WRITTEN REQUEST 1
Please translate this sentence from the reply about source dependencies cleanup into Spanish: "This would be something really nice to fix."

SOURCE EXCERPT
====

Re: source dependencies cleanup? (fwd)

Jim Nance (jlnance@avanticorp.com)
Wed, 4 Dec 1996 23:07:22 -0500 (EST)


> This all works out perfectly well. Well... almost. The big advantage of the
> latter is that you scan b.h only once; gcc scans it twice. The big
> disadvantage is that you can't keep your kernel sources on a readonly
> partition.

Well you can't put the kernel sources on a ro partition anyway because
the .o files have to go into the directories with the .c files. This
would be something really nice to fix. At the time I created the
Rules.make file it was my intention to fix this. Unfortunatly having
a child consumed much more of my time than I though it would, so I have
not touched the Makefiles in about a year and a half, and all the neat
stuff I wanted to do has gone undone. As they say "The road to hell is
paved with good intentions".

====

DATASET CONTENT

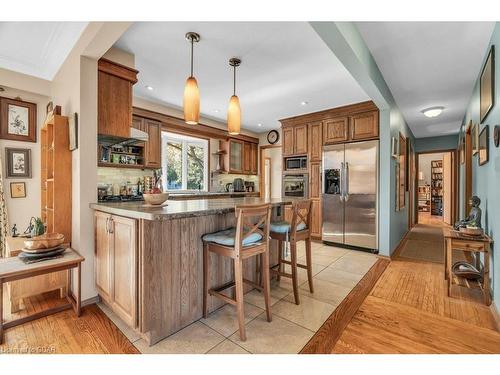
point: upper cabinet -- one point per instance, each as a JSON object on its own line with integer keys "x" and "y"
{"x": 295, "y": 140}
{"x": 336, "y": 129}
{"x": 114, "y": 95}
{"x": 240, "y": 157}
{"x": 315, "y": 138}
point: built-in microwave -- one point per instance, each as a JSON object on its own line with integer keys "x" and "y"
{"x": 295, "y": 186}
{"x": 296, "y": 163}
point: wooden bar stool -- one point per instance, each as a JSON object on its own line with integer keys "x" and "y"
{"x": 297, "y": 230}
{"x": 249, "y": 238}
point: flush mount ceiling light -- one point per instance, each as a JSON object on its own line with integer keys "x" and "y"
{"x": 191, "y": 91}
{"x": 234, "y": 109}
{"x": 433, "y": 111}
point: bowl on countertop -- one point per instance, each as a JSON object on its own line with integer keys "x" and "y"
{"x": 155, "y": 199}
{"x": 45, "y": 241}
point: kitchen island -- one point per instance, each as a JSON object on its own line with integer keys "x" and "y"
{"x": 149, "y": 260}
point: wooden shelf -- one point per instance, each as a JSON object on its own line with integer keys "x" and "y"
{"x": 116, "y": 165}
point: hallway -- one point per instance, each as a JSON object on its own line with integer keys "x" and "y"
{"x": 409, "y": 311}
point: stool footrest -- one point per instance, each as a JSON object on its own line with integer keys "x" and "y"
{"x": 290, "y": 263}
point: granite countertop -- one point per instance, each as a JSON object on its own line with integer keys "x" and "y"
{"x": 176, "y": 209}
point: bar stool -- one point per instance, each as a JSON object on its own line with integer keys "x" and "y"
{"x": 244, "y": 241}
{"x": 297, "y": 230}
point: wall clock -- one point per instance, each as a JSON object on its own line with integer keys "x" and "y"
{"x": 273, "y": 136}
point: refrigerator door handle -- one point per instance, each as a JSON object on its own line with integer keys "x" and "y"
{"x": 346, "y": 193}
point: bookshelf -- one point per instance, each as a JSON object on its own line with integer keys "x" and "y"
{"x": 56, "y": 176}
{"x": 424, "y": 198}
{"x": 437, "y": 187}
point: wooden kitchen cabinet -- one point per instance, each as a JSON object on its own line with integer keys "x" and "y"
{"x": 336, "y": 130}
{"x": 300, "y": 139}
{"x": 116, "y": 264}
{"x": 315, "y": 138}
{"x": 288, "y": 141}
{"x": 114, "y": 98}
{"x": 364, "y": 126}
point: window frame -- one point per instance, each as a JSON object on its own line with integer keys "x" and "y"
{"x": 167, "y": 136}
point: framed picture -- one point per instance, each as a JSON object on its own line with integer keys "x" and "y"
{"x": 487, "y": 85}
{"x": 73, "y": 132}
{"x": 483, "y": 146}
{"x": 17, "y": 120}
{"x": 18, "y": 162}
{"x": 17, "y": 190}
{"x": 394, "y": 147}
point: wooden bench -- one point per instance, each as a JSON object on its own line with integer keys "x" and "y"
{"x": 12, "y": 269}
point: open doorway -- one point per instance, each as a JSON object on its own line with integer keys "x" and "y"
{"x": 435, "y": 191}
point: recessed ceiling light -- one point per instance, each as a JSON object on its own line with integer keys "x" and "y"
{"x": 433, "y": 111}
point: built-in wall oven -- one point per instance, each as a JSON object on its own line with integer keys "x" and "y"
{"x": 295, "y": 186}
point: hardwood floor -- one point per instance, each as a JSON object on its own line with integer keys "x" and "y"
{"x": 408, "y": 311}
{"x": 92, "y": 333}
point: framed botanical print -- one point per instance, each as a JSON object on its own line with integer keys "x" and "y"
{"x": 484, "y": 146}
{"x": 18, "y": 162}
{"x": 17, "y": 120}
{"x": 487, "y": 85}
{"x": 17, "y": 190}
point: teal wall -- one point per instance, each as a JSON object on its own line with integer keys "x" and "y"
{"x": 345, "y": 41}
{"x": 486, "y": 178}
{"x": 445, "y": 142}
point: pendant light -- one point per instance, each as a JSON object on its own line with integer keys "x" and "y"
{"x": 234, "y": 109}
{"x": 191, "y": 91}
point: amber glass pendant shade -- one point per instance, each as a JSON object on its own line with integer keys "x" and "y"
{"x": 234, "y": 116}
{"x": 191, "y": 102}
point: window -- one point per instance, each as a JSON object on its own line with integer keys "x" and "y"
{"x": 184, "y": 162}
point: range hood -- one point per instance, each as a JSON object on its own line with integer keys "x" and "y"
{"x": 136, "y": 136}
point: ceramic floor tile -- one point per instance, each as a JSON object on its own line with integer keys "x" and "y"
{"x": 196, "y": 338}
{"x": 339, "y": 277}
{"x": 277, "y": 337}
{"x": 129, "y": 333}
{"x": 322, "y": 260}
{"x": 311, "y": 313}
{"x": 358, "y": 265}
{"x": 227, "y": 347}
{"x": 225, "y": 320}
{"x": 326, "y": 291}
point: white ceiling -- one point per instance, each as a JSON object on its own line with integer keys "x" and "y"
{"x": 283, "y": 64}
{"x": 37, "y": 48}
{"x": 428, "y": 64}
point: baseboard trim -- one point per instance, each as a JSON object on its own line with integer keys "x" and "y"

====

WRITTEN REQUEST 2
Return the lines of the records without any change, starting at the line that contains "point: wooden bench" and ending at the last line of the records, both included.

WORKED ANSWER 1
Esto sería algo realmente bueno de arreglar.

WORKED ANSWER 2
point: wooden bench -- one point per instance, each as a JSON object on its own line with integer keys "x" and "y"
{"x": 12, "y": 269}
point: open doorway -- one point per instance, each as a JSON object on its own line with integer keys "x" and "y"
{"x": 435, "y": 191}
point: recessed ceiling light -- one point per instance, each as a JSON object on its own line with integer keys "x" and "y"
{"x": 433, "y": 111}
point: built-in wall oven -- one point per instance, each as a JSON object on its own line with integer keys "x" and "y"
{"x": 295, "y": 186}
point: hardwood floor -- one point per instance, each as a JSON object on its own line with integer keys "x" and "y"
{"x": 408, "y": 311}
{"x": 92, "y": 333}
point: framed botanical print -- one point per instance, each as a JSON object on its own line with integer keys "x" and "y"
{"x": 484, "y": 146}
{"x": 18, "y": 162}
{"x": 17, "y": 120}
{"x": 487, "y": 85}
{"x": 17, "y": 190}
point: teal wall -- one point per instance, each as a JSON object on its own line with integer keys "x" and "y"
{"x": 345, "y": 41}
{"x": 486, "y": 178}
{"x": 445, "y": 142}
point: pendant light -- one point per instance, each as a JSON object on its own line with integer keys "x" and "y"
{"x": 234, "y": 109}
{"x": 191, "y": 91}
point: amber glass pendant shade -- one point per instance, each as a JSON object on its own line with integer keys "x" and "y"
{"x": 234, "y": 116}
{"x": 191, "y": 102}
point: window -- one point per instance, each as a JSON object on its own line with integer keys "x" and "y"
{"x": 184, "y": 162}
point: range hood -- one point per instance, each as a JSON object on its own line with integer keys "x" and "y"
{"x": 136, "y": 136}
point: ceramic floor tile -- one point per instance, each as a JSON object on its own line with integer keys "x" and "y"
{"x": 196, "y": 338}
{"x": 339, "y": 277}
{"x": 277, "y": 337}
{"x": 129, "y": 333}
{"x": 322, "y": 260}
{"x": 311, "y": 313}
{"x": 358, "y": 265}
{"x": 227, "y": 347}
{"x": 225, "y": 320}
{"x": 326, "y": 291}
point: white ceiling -- one point per instance, each as a JSON object on its own line with integer keys "x" and "y"
{"x": 283, "y": 64}
{"x": 37, "y": 48}
{"x": 428, "y": 64}
point: baseboard trim -- one point per instance, each as a JSON object on its own line with integer keys "x" and "y"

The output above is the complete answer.